Whatever appears in the records should be given again exactly, down to the last mark.

··· RECORDS SHOWN

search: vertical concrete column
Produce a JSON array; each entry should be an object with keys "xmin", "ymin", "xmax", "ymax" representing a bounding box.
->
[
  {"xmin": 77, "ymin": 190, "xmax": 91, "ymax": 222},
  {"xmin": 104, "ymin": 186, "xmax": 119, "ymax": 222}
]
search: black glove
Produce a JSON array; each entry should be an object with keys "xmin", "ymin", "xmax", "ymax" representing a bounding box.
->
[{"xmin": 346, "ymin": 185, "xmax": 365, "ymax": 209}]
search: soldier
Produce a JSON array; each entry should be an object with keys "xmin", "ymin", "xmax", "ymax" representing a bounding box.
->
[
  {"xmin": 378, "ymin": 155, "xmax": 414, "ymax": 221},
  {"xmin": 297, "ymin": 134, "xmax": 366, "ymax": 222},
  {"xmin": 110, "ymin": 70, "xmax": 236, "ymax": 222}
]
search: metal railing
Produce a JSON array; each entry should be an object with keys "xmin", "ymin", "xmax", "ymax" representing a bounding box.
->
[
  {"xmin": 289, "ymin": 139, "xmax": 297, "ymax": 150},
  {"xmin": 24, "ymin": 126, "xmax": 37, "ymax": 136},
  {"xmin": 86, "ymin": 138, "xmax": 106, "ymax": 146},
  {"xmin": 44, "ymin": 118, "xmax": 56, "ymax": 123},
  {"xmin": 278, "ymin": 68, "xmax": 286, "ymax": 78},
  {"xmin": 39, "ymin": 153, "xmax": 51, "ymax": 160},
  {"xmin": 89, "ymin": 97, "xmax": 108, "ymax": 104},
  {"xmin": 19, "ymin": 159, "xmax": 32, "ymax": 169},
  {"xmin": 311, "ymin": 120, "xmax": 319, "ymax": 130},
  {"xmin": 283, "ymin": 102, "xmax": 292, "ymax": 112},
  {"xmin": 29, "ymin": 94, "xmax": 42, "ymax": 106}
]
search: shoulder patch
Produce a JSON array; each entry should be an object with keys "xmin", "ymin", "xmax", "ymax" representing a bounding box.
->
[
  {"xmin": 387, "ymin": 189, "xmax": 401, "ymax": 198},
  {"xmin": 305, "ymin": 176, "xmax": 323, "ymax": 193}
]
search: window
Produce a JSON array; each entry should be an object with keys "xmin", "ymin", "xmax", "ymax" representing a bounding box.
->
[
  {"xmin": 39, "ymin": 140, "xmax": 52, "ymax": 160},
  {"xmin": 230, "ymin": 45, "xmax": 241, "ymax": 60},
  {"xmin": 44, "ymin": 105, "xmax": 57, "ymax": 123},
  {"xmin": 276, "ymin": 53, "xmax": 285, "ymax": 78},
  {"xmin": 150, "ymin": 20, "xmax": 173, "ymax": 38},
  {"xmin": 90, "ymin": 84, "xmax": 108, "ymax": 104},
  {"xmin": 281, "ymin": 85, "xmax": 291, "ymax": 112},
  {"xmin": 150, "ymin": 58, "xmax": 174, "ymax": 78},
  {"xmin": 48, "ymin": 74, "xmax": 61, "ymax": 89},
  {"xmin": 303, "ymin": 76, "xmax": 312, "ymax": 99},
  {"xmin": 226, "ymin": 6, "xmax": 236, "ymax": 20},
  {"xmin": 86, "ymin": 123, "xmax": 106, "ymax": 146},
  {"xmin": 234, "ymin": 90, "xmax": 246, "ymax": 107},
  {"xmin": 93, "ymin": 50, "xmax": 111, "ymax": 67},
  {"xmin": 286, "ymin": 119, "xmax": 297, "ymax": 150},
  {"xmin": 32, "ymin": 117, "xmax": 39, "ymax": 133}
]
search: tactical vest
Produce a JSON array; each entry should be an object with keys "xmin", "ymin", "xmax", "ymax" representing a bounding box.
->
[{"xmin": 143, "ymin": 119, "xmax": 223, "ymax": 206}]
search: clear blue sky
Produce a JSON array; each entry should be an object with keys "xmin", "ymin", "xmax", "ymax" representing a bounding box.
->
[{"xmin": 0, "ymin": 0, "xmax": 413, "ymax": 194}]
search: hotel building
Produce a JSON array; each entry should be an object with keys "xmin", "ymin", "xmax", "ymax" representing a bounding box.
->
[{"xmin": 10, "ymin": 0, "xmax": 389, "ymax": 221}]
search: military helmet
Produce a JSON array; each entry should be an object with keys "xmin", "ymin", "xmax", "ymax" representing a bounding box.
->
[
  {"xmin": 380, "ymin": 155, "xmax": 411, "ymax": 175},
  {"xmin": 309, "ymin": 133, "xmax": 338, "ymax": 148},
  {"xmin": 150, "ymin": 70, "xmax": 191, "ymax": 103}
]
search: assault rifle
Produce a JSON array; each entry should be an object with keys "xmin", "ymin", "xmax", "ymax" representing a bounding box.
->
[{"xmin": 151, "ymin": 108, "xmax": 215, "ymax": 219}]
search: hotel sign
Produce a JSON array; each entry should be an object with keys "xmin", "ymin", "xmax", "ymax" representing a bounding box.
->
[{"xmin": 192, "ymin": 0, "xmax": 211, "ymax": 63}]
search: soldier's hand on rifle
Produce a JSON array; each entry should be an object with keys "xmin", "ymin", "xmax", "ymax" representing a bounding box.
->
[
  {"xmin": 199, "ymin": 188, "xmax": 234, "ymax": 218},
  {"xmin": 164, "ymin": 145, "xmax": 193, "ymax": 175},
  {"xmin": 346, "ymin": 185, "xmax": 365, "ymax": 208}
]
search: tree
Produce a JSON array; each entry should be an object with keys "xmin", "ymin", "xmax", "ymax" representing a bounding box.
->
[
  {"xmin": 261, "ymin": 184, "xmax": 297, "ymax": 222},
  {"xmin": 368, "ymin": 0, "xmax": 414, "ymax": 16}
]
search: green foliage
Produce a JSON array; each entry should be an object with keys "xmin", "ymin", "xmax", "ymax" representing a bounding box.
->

······

_ANSWER FOR THE TASK_
search: vertical concrete column
Produce a JSON array; each entry should be an object with keys "xmin", "ymin", "xmax", "ymax" representing a bounding box.
->
[
  {"xmin": 77, "ymin": 190, "xmax": 91, "ymax": 222},
  {"xmin": 104, "ymin": 186, "xmax": 119, "ymax": 222}
]
search: black glove
Produce a JSON array; each entry should be an object with keys "xmin", "ymin", "xmax", "ymax" representing a bounding box.
->
[{"xmin": 346, "ymin": 185, "xmax": 365, "ymax": 209}]
search: soldier
Produce a JSON array; each entry should be an object with keys "xmin", "ymin", "xmax", "ymax" representing a bounding box.
->
[
  {"xmin": 378, "ymin": 155, "xmax": 414, "ymax": 221},
  {"xmin": 297, "ymin": 134, "xmax": 366, "ymax": 222},
  {"xmin": 110, "ymin": 70, "xmax": 236, "ymax": 222}
]
search: metal railing
Produce a JSON array; each entry should be an object with keys "xmin", "ymin", "xmax", "ymax" representing a bounding box.
->
[
  {"xmin": 289, "ymin": 139, "xmax": 297, "ymax": 150},
  {"xmin": 24, "ymin": 126, "xmax": 37, "ymax": 136},
  {"xmin": 86, "ymin": 138, "xmax": 106, "ymax": 146},
  {"xmin": 44, "ymin": 118, "xmax": 56, "ymax": 123},
  {"xmin": 278, "ymin": 68, "xmax": 286, "ymax": 78},
  {"xmin": 39, "ymin": 153, "xmax": 51, "ymax": 160},
  {"xmin": 89, "ymin": 97, "xmax": 108, "ymax": 104},
  {"xmin": 19, "ymin": 159, "xmax": 32, "ymax": 169},
  {"xmin": 311, "ymin": 120, "xmax": 319, "ymax": 130},
  {"xmin": 283, "ymin": 102, "xmax": 292, "ymax": 112},
  {"xmin": 29, "ymin": 94, "xmax": 42, "ymax": 106}
]
search: shoulder patch
Produce a JSON array; each entry should be an object with keys "xmin", "ymin", "xmax", "ymax" representing a bounding box.
->
[
  {"xmin": 387, "ymin": 189, "xmax": 401, "ymax": 198},
  {"xmin": 305, "ymin": 176, "xmax": 323, "ymax": 193}
]
search: window
Produce a JSON array; each entry should be an object with keys "xmin", "ymin", "xmax", "ymax" representing a bounding box.
->
[
  {"xmin": 39, "ymin": 140, "xmax": 52, "ymax": 160},
  {"xmin": 230, "ymin": 45, "xmax": 241, "ymax": 60},
  {"xmin": 44, "ymin": 105, "xmax": 57, "ymax": 123},
  {"xmin": 276, "ymin": 53, "xmax": 285, "ymax": 78},
  {"xmin": 150, "ymin": 20, "xmax": 173, "ymax": 38},
  {"xmin": 90, "ymin": 84, "xmax": 108, "ymax": 104},
  {"xmin": 281, "ymin": 85, "xmax": 291, "ymax": 112},
  {"xmin": 150, "ymin": 58, "xmax": 174, "ymax": 78},
  {"xmin": 48, "ymin": 74, "xmax": 61, "ymax": 89},
  {"xmin": 303, "ymin": 76, "xmax": 312, "ymax": 99},
  {"xmin": 226, "ymin": 6, "xmax": 236, "ymax": 20},
  {"xmin": 86, "ymin": 123, "xmax": 106, "ymax": 146},
  {"xmin": 234, "ymin": 90, "xmax": 246, "ymax": 107},
  {"xmin": 93, "ymin": 50, "xmax": 111, "ymax": 67},
  {"xmin": 286, "ymin": 119, "xmax": 297, "ymax": 150},
  {"xmin": 32, "ymin": 117, "xmax": 39, "ymax": 133}
]
search: tactical vest
Produce a JSON array; each entry should be an object with keys "xmin", "ymin", "xmax", "ymax" representing a bounding box.
->
[{"xmin": 143, "ymin": 119, "xmax": 223, "ymax": 206}]
search: clear blue sky
Produce a JSON array; each entry should be an object with keys "xmin", "ymin", "xmax", "ymax" representing a bounding box.
->
[{"xmin": 0, "ymin": 0, "xmax": 413, "ymax": 194}]
search: hotel building
Produce a JSON array; each entry should be an object with keys "xmin", "ymin", "xmax", "ymax" representing a bounding box.
->
[{"xmin": 10, "ymin": 0, "xmax": 389, "ymax": 221}]
search: military helmet
Produce a JSON array; each entry should be an object with keys "xmin", "ymin", "xmax", "ymax" representing a bounding box.
->
[
  {"xmin": 380, "ymin": 155, "xmax": 411, "ymax": 175},
  {"xmin": 309, "ymin": 133, "xmax": 338, "ymax": 148},
  {"xmin": 150, "ymin": 70, "xmax": 191, "ymax": 103}
]
search: assault rifle
Produce a JSON array; each entry should be an object with keys "xmin", "ymin", "xmax", "ymax" representing a bounding box.
->
[{"xmin": 151, "ymin": 108, "xmax": 215, "ymax": 219}]
search: hotel sign
Produce a JSON array; each entry should be an object with keys "xmin", "ymin", "xmax", "ymax" representing a bounding box.
->
[{"xmin": 192, "ymin": 0, "xmax": 211, "ymax": 63}]
search: soldier's hand on rifle
Produce a JSON array; each entry should be an object with keys "xmin", "ymin", "xmax", "ymax" representing a bounding box.
->
[
  {"xmin": 199, "ymin": 188, "xmax": 234, "ymax": 218},
  {"xmin": 164, "ymin": 145, "xmax": 193, "ymax": 175},
  {"xmin": 346, "ymin": 185, "xmax": 365, "ymax": 208}
]
search: tree
Produce a JSON array; each entry should be an object with keys "xmin", "ymin", "xmax", "ymax" representing a bounding box.
->
[
  {"xmin": 261, "ymin": 184, "xmax": 297, "ymax": 222},
  {"xmin": 368, "ymin": 0, "xmax": 414, "ymax": 16}
]
search: green foliage
Produce a JSON array; each entry should be an object with keys "xmin", "ymin", "xmax", "ymax" representing a bounding box.
->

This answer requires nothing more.